◆ **Problem 1**
Return the entire theater review below without changing a single word.

◆ **Excerpted text**
........
As vaudeville hoofer Jack Donahue, who runs away from his home and his show biz-hating mother, Mud (Karen Murphy), Wiley first dons his dancing shoes in "The Shadow," joining his footlight-created partner to sing about the joys of, well, dancing. The number is the act that successfully leads him from the family home in Charlestown, Massachusetts, and a lifetime of drudgery working with his father at the shipyards, and brings him love, sex, respect, and realization on the circuit.

It also leads him into the requisite trouble, with drink, which sends him swirling into his second specialty, "The Tap Drunk," in which he sweeps his competition off the bill with his forceful feet and, okay, maybe an uppercut or two. The scene, which begins as a light-hearted competition, and ends with a flurry of life-or-death violence, allows Wiley the opportunity to beat himself up, presenting each new blow on his agile body as though he really received a sucker punch.

It's as fine an expression (and, sadly, one of the few) of the storytelling powers of dance that's been seen on NYMF - or on most other New York stages - this year. The scene is a veritable tour de force from both Wiley and director-choreographer Lynne Taylor-Corbett, who transform one man and two feet into an engaging, evening-long inebriated escapade.
........
[Records excerpted from a collection]
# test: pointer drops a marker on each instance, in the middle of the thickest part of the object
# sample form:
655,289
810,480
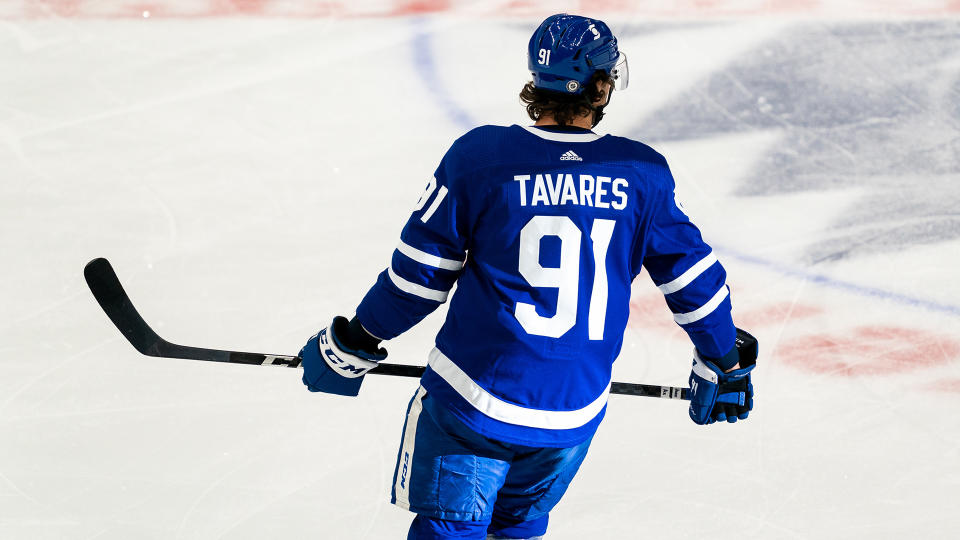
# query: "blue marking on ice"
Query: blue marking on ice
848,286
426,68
........
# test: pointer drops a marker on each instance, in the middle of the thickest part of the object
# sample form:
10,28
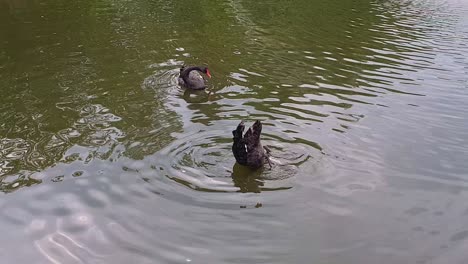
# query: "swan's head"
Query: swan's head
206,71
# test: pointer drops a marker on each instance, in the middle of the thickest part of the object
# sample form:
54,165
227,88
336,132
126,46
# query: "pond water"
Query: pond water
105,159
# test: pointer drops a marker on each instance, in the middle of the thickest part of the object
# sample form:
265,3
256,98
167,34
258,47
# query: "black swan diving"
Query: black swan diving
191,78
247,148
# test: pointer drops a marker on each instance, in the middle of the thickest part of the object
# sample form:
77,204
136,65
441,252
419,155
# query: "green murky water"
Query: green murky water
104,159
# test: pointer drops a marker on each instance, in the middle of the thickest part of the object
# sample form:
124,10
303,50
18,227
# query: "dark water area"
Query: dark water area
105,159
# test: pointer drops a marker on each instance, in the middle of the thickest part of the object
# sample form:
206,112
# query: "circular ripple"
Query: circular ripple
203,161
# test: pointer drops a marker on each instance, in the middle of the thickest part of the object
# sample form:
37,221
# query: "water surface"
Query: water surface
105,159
........
◆ **Problem 2**
How many lines of the records above contain the string "blue"? Give only the number.

◆ **Final answer 1**
As vaudeville hoofer Jack Donahue, who runs away from his home and his show biz-hating mother, Mud (Karen Murphy), Wiley first dons his dancing shoes in "The Shadow," joining his footlight-created partner to sing about the joys of, well, dancing. The number is the act that successfully leads him from the family home in Charlestown, Massachusetts, and a lifetime of drudgery working with his father at the shipyards, and brings him love, sex, respect, and realization on the circuit.

It also leads him into the requisite trouble, with drink, which sends him swirling into his second specialty, "The Tap Drunk," in which he sweeps his competition off the bill with his forceful feet and, okay, maybe an uppercut or two. The scene, which begins as a light-hearted competition, and ends with a flurry of life-or-death violence, allows Wiley the opportunity to beat himself up, presenting each new blow on his agile body as though he really received a sucker punch.

It's as fine an expression (and, sadly, one of the few) of the storytelling powers of dance that's been seen on NYMF - or on most other New York stages - this year. The scene is a veritable tour de force from both Wiley and director-choreographer Lynne Taylor-Corbett, who transform one man and two feet into an engaging, evening-long inebriated escapade.

◆ **Final answer 2**
2